#### Exercise details
Can you return the part of the lab-testing text running from "When multiple tubes" up to and including "test strip instead.", copied word for word?

#### Text shown

========

When multiple tubes are needed, they must be filled in a specific order because different tubes contain different additives that could contaminate the next sample if drawn out of sequence. For infants and young children, a small lancet is used to prick the skin, and blood is collected onto a slide or test strip instead.
How Test Complexity Is Classified
Not all tests are equally difficult to perform, and U.S. regulations reflect that. The FDA categorizes clinical lab tests into three tiers: waived, moderate complexity, and high complexity. Waived tests are the simplest, including tests cleared for home use like basic glucose monitors or rapid strep tests. Beyond that, the FDA uses a scorecard with seven criteria to rate each test’s difficulty on a scale. Tests scoring 12 or below are classified as moderate complexity; anything above 12 is high complexity. Higher complexity tests require more advanced equipment, more skilled personnel, and stricter quality controls.
How Test Accuracy Is Measured
When you hear that a test is “accurate,” that word has a specific meaning. Three metrics define how well a test performs.

========

#### Data for review
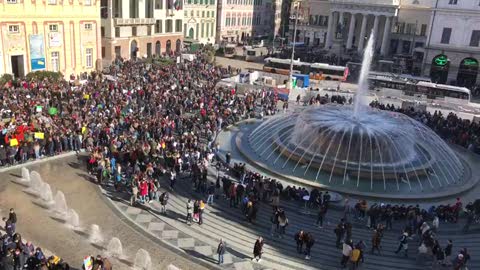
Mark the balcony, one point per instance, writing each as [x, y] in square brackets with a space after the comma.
[134, 21]
[368, 2]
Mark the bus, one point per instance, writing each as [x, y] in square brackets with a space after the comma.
[282, 66]
[229, 51]
[316, 71]
[418, 87]
[256, 54]
[448, 93]
[321, 71]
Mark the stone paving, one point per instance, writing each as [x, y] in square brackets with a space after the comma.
[40, 226]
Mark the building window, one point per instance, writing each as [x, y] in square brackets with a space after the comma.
[169, 26]
[475, 39]
[118, 51]
[13, 28]
[55, 57]
[178, 25]
[53, 27]
[158, 26]
[423, 30]
[447, 32]
[89, 57]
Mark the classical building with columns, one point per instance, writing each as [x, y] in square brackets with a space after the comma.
[453, 46]
[343, 26]
[140, 28]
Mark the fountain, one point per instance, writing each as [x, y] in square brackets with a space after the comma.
[142, 260]
[73, 219]
[25, 175]
[36, 183]
[96, 236]
[46, 193]
[114, 248]
[355, 149]
[60, 207]
[362, 89]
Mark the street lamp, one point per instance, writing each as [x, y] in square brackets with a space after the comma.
[290, 80]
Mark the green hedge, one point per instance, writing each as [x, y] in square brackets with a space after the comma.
[41, 75]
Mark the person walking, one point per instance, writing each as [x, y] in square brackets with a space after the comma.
[403, 243]
[339, 232]
[163, 202]
[299, 237]
[189, 212]
[211, 193]
[321, 215]
[376, 238]
[258, 249]
[309, 241]
[221, 251]
[346, 252]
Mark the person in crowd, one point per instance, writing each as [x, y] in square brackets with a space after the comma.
[258, 249]
[221, 251]
[299, 239]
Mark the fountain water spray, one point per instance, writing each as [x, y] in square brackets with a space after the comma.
[96, 236]
[73, 220]
[142, 260]
[60, 206]
[114, 248]
[363, 80]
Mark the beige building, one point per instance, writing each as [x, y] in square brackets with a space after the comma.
[53, 35]
[141, 28]
[199, 24]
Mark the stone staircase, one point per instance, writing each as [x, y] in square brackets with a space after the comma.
[221, 221]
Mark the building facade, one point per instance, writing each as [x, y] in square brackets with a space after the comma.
[199, 23]
[53, 35]
[241, 20]
[453, 46]
[141, 28]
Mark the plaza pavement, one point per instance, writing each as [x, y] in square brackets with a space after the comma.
[37, 224]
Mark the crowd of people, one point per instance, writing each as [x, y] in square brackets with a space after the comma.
[143, 121]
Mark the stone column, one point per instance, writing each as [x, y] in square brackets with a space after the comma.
[125, 9]
[330, 30]
[361, 40]
[351, 31]
[375, 28]
[386, 32]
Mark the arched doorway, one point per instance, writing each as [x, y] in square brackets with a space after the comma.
[158, 48]
[439, 69]
[467, 72]
[191, 33]
[133, 49]
[169, 47]
[178, 44]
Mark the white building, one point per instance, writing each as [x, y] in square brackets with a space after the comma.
[453, 45]
[240, 20]
[138, 28]
[200, 18]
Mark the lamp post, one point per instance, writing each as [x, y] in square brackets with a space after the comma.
[290, 79]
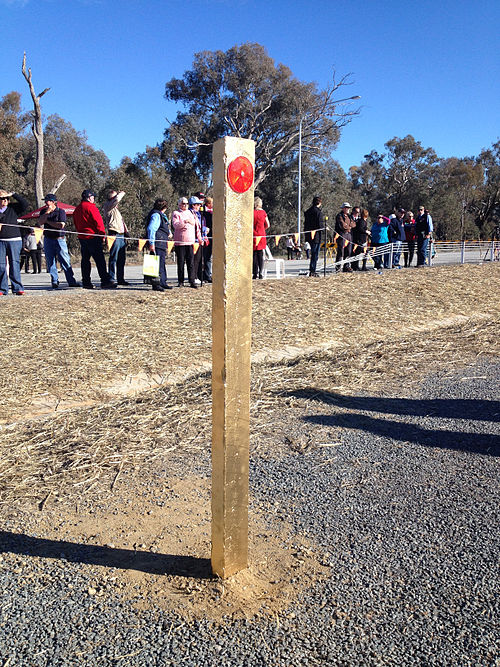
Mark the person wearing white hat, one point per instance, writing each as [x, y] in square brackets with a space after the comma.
[343, 226]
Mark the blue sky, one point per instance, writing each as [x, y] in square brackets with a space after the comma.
[430, 69]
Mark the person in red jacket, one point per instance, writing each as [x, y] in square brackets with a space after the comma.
[91, 234]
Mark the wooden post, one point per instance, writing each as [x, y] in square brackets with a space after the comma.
[231, 332]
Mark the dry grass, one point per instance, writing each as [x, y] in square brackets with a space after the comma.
[87, 449]
[74, 348]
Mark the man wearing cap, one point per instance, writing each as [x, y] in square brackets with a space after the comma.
[396, 233]
[91, 234]
[343, 226]
[53, 220]
[11, 242]
[313, 224]
[117, 228]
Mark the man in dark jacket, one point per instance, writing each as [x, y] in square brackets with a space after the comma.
[91, 234]
[423, 231]
[396, 233]
[343, 226]
[53, 220]
[11, 242]
[313, 224]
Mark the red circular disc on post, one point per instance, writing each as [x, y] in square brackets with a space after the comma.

========

#### Result
When multiple tubes are needed, they must be filled in a specific order because different tubes contain different additives that could contaminate the next sample if drawn out of sequence. For infants and young children, a small lancet is used to prick the skin, and blood is collected onto a slide or test strip instead.